→ Exercise description:
The entries below are to be returned exactly. Include all of them.

→ Material for this task:
_ _ _ _ _

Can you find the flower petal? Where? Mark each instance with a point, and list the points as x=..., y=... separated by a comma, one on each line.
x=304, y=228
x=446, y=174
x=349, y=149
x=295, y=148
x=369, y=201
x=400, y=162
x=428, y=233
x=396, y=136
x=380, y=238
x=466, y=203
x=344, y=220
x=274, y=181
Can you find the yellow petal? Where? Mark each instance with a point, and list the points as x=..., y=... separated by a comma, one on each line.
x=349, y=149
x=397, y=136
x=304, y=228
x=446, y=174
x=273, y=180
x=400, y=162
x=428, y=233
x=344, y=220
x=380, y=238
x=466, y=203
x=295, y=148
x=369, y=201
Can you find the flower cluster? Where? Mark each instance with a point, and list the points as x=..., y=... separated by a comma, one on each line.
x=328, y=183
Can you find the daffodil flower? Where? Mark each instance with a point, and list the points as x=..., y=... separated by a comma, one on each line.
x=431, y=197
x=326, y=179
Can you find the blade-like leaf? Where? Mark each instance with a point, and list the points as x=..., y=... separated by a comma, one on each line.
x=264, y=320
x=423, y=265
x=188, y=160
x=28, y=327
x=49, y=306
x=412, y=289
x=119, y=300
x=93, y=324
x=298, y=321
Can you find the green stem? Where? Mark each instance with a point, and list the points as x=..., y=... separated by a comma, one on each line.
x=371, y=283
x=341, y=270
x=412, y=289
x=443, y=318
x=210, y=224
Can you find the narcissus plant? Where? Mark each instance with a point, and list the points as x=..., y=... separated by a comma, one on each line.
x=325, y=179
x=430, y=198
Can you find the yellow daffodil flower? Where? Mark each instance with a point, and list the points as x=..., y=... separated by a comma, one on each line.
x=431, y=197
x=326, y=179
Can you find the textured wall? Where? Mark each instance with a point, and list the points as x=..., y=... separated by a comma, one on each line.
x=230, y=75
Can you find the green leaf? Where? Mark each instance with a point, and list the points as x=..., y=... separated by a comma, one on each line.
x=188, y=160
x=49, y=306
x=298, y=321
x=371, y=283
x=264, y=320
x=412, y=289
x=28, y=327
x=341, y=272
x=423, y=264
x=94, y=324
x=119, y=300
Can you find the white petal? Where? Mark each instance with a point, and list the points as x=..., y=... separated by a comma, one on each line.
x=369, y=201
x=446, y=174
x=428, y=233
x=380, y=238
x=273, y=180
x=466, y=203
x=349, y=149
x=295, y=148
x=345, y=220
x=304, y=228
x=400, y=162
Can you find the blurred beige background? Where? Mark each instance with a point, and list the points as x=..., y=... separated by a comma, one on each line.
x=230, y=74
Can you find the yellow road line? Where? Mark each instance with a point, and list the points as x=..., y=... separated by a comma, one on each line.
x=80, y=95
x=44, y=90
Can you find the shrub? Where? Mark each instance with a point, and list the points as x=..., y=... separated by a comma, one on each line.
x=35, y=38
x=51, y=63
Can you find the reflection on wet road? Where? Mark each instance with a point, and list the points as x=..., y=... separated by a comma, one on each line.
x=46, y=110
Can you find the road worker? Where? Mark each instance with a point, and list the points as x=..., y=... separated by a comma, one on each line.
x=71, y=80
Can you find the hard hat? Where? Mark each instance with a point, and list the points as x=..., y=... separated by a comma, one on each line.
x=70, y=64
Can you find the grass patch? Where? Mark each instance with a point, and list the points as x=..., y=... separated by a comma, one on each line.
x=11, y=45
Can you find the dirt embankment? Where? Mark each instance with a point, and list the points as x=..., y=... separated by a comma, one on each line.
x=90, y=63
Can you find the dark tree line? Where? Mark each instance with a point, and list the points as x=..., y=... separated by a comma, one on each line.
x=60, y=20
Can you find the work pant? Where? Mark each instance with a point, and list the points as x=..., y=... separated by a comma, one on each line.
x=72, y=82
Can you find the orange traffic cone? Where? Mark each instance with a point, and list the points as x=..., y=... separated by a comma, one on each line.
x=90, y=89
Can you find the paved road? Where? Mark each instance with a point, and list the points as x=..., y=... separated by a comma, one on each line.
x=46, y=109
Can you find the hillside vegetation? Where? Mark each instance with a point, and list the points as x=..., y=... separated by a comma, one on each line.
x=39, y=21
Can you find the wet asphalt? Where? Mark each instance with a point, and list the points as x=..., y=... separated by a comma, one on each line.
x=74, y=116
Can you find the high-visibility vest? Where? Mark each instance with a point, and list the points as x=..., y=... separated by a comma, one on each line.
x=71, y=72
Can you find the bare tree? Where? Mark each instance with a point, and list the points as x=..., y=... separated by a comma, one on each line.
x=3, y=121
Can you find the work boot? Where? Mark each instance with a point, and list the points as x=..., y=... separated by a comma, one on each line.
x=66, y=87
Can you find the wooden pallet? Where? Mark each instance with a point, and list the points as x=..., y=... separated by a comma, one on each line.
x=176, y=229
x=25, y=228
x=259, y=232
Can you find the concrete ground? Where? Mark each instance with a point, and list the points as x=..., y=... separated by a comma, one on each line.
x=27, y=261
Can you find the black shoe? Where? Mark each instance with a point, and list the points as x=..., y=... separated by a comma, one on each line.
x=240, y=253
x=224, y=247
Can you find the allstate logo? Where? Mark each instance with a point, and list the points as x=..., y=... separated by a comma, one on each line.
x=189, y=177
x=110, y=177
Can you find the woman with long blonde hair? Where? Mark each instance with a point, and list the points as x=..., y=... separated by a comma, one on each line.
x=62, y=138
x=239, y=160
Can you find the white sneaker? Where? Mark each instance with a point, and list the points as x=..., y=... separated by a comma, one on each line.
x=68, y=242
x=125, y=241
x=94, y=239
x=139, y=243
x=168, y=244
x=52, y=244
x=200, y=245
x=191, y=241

_ _ _ _ _

→ Solution for this exercise:
Can you find the flower petal? Where? Mark each instance with a point, and list the points as x=..., y=... separated by a comma, one on each line.
x=304, y=228
x=446, y=174
x=349, y=149
x=295, y=148
x=369, y=201
x=400, y=162
x=428, y=233
x=396, y=136
x=380, y=238
x=466, y=203
x=344, y=220
x=274, y=181
Can you find the yellow petal? Where? Mark each instance with a point, and list the points as x=..., y=... separated by a comma, one on each line.
x=349, y=149
x=397, y=136
x=304, y=228
x=446, y=174
x=273, y=180
x=400, y=162
x=428, y=233
x=344, y=220
x=380, y=238
x=466, y=203
x=295, y=148
x=369, y=201
Can you find the flower cluster? Where? Mark each instance with a point, and list the points as x=..., y=... separated by a comma, one on each line.
x=328, y=183
Can you find the daffodil flower? Where? Mark each instance with a point, and list the points as x=..., y=... separated by a comma, one on each line.
x=431, y=197
x=326, y=179
Can you find the blade-like leaf? Where? Mark each instance with a point, and list the points as x=..., y=... separated by a comma, one on each line.
x=264, y=320
x=423, y=265
x=188, y=160
x=28, y=327
x=49, y=306
x=412, y=289
x=119, y=300
x=93, y=324
x=298, y=321
Can you find the green stem? Where? Mark each instance with a point, and list the points as x=..., y=... separated by a comma, one on each line.
x=371, y=283
x=341, y=270
x=412, y=289
x=443, y=318
x=210, y=224
Can you find the narcissus plant? Where? Mark each instance with a point, and list the points as x=..., y=... separated by a comma, one on each line.
x=325, y=179
x=430, y=198
Can you find the yellow daffodil flower? Where? Mark each instance with a point, and list the points as x=..., y=... separated by a comma, one on each line.
x=431, y=197
x=326, y=179
Can you find the textured wall? Where? Mark each instance with a point, and list the points as x=..., y=... separated by a comma, one on each line.
x=230, y=75
Can you find the green leaf? Where? Mark each instance with a point, and list the points as x=..., y=... separated by a comma, one on each line.
x=188, y=160
x=49, y=306
x=298, y=321
x=371, y=283
x=264, y=320
x=412, y=289
x=28, y=327
x=341, y=272
x=423, y=264
x=94, y=324
x=119, y=300
Can you find the white petal? Where? Mark each instance with a point, and list the points as x=..., y=... separated by a comma, one on each line.
x=369, y=201
x=446, y=174
x=428, y=233
x=380, y=238
x=273, y=180
x=466, y=203
x=349, y=149
x=295, y=148
x=345, y=220
x=304, y=228
x=400, y=162
Can you find the blurred beige background? Where? Mark each instance with a point, and list the points as x=..., y=... separated by a comma, one on each line.
x=230, y=74
Can you find the yellow road line? Where? Mark each instance with a point, and list the points as x=..., y=... separated by a comma, one on each line.
x=80, y=95
x=44, y=90
Can you find the shrub? Where? Mark each instance with a point, and list the points as x=..., y=... separated by a comma, one on each line.
x=35, y=38
x=51, y=63
Can you find the reflection on wet road? Where? Mark each instance with a point, and list the points as x=..., y=... separated by a comma, one on each line.
x=46, y=110
Can you find the road worker? Where? Mark each instance with a point, and list the points as x=..., y=... separated by a comma, one on each line.
x=71, y=80
Can you find the hard hat? Where? Mark each instance with a point, and list the points as x=..., y=... separated by a comma, one on each line.
x=70, y=64
Can you find the grass patch? Where? Mark each instance with a point, and list the points as x=..., y=... separated by a comma, one on each line.
x=11, y=45
Can you find the dirt embankment? Where? Mark each instance with a point, and list the points as x=..., y=... separated by a comma, one on each line.
x=90, y=63
Can you find the dark tree line? Where? Mark each instance with a point, and list the points as x=..., y=... separated by a comma, one on each line.
x=60, y=20
Can you find the work pant? Where? Mark each instance with a point, and list the points as x=..., y=... separated by a comma, one on each line.
x=72, y=82
Can you find the orange traffic cone? Where? Mark each instance with a point, and list the points as x=..., y=... separated by a comma, one on each line.
x=90, y=89
Can you find the paved road? Where? Mark each instance with a point, and list the points as x=..., y=... separated by a comma, one on each line.
x=46, y=109
Can you find the hillside vegetation? Where? Mark each instance with a point, and list the points as x=..., y=... separated by a comma, one on each line.
x=39, y=21
Can you find the wet asphalt? Where? Mark each instance with a point, and list the points as x=..., y=... separated by a comma, one on each line.
x=74, y=116
Can you find the high-visibility vest? Where? Mark each instance with a point, and list the points as x=..., y=... separated by a comma, one on each line.
x=71, y=72
Can you find the bare tree? Where? Mark each instance with a point, and list the points as x=..., y=... separated by a comma, one on each line.
x=3, y=121
Can you find the work boot? Where? Mark each instance with a point, and list the points as x=..., y=... separated by a comma, one on each line.
x=66, y=87
Can you find the wooden pallet? Where? Mark each instance with a point, and list the points as x=..., y=... separated by a comma, one on each line.
x=176, y=229
x=25, y=228
x=259, y=232
Can you find the concrete ground? Where? Mark each instance with a point, and list the points as x=..., y=... separated by a comma, one on each line.
x=27, y=261
Can you find the black shoe? Where? Mark each instance with a point, and list the points as x=..., y=... separated by a comma, one on each line.
x=240, y=253
x=224, y=247
Can you find the allstate logo? Where? Mark each instance with a point, and list the points as x=..., y=... separated by a comma, one on each line.
x=189, y=177
x=110, y=177
Can you find the woman with long blonde hair? Where? Mark each instance with a point, and list the points as x=..., y=... separated by a comma, one on each line.
x=62, y=138
x=239, y=160
Can you find the white sneaker? Where? Mark each instance with a point, and list the points as x=..., y=... separated by a comma, one on each line.
x=68, y=242
x=125, y=241
x=94, y=239
x=139, y=243
x=168, y=244
x=52, y=244
x=200, y=245
x=191, y=241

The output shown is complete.